Two lines below mark the span: the one containing "Target: curved stem" and the one containing "Target: bird's wing". Set down both, plus every line between, exactly as they stand, and nothing else.

* * * * * * * * *

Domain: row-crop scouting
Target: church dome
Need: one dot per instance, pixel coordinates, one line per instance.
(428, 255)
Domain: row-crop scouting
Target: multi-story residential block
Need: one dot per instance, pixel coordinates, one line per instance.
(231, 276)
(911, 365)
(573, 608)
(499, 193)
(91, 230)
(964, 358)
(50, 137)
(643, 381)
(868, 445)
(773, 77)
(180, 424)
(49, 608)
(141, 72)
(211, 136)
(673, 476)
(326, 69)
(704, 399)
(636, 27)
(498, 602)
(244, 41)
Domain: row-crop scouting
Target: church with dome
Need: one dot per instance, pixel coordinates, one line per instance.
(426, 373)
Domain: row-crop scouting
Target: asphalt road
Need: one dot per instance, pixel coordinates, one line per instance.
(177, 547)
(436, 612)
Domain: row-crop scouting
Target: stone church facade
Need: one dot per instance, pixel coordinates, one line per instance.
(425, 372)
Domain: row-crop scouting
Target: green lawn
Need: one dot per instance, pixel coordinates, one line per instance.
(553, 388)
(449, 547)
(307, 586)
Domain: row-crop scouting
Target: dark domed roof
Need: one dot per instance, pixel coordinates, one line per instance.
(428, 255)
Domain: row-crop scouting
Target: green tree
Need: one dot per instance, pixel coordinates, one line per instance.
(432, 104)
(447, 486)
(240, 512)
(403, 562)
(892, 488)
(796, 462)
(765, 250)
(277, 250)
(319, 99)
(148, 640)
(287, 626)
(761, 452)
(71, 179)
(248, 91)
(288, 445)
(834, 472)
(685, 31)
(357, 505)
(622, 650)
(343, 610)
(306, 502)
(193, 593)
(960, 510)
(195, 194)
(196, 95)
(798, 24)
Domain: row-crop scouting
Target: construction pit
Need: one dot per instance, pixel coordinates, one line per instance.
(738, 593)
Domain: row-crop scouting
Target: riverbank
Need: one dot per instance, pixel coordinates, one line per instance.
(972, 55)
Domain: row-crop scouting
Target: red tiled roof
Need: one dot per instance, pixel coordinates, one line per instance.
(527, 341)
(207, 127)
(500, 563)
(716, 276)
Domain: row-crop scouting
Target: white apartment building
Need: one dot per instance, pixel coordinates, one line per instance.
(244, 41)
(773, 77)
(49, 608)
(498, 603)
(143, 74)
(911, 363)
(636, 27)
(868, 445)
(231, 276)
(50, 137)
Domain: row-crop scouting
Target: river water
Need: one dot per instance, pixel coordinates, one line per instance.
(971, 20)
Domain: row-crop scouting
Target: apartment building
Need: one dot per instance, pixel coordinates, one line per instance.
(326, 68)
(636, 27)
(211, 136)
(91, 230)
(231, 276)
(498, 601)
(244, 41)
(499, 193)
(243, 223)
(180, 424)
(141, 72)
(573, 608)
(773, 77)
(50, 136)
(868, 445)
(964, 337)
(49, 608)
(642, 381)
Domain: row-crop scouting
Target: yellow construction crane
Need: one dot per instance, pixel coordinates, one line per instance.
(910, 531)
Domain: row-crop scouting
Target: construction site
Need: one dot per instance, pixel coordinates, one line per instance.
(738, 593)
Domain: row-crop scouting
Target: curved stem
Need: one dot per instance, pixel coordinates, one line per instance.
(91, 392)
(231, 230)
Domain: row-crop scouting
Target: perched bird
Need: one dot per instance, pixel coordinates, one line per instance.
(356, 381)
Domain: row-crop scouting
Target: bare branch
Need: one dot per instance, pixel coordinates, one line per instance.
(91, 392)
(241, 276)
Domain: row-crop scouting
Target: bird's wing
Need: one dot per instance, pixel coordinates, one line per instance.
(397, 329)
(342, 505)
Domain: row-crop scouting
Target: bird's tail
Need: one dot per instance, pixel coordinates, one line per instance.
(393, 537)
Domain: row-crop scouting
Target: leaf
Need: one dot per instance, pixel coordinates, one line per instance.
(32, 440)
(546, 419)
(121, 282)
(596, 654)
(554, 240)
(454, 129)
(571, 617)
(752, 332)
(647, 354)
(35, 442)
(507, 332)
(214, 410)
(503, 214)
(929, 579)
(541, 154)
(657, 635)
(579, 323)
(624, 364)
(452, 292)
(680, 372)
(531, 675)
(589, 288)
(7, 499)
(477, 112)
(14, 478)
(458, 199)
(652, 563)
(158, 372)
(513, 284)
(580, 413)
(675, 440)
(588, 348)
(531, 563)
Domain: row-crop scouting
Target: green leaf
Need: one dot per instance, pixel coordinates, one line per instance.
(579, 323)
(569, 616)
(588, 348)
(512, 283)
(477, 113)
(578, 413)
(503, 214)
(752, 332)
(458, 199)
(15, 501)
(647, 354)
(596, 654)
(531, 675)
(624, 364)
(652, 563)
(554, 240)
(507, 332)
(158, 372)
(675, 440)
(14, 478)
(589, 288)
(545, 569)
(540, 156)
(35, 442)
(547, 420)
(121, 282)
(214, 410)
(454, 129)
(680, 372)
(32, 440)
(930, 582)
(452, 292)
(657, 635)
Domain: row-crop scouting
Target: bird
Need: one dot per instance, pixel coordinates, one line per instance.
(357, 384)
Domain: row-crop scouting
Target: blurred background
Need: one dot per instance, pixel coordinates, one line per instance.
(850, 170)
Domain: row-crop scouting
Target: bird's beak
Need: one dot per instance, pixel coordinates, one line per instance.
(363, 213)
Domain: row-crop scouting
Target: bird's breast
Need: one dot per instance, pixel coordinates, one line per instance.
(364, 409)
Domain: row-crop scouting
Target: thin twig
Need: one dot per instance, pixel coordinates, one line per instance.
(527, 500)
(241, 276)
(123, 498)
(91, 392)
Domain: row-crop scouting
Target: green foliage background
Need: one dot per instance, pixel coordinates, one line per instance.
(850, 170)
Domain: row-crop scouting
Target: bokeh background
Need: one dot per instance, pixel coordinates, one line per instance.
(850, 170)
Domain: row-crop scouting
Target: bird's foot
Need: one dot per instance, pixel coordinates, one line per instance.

* * * * * * * * *

- [Problem solution]:
Target: curved stem
Need: one dot per instance, pixel coordinates, one line per instance.
(91, 392)
(231, 230)
Domain: row-crop scouting
Target: perched bird
Need: one dot per instance, pixel coordinates, one line per instance.
(356, 381)
Domain: row-crop scouting
Target: bare branch
Need: one dot per instance, pixel coordinates, one line per instance.
(91, 392)
(241, 276)
Domain: row-crop scouting
Target: bird's wing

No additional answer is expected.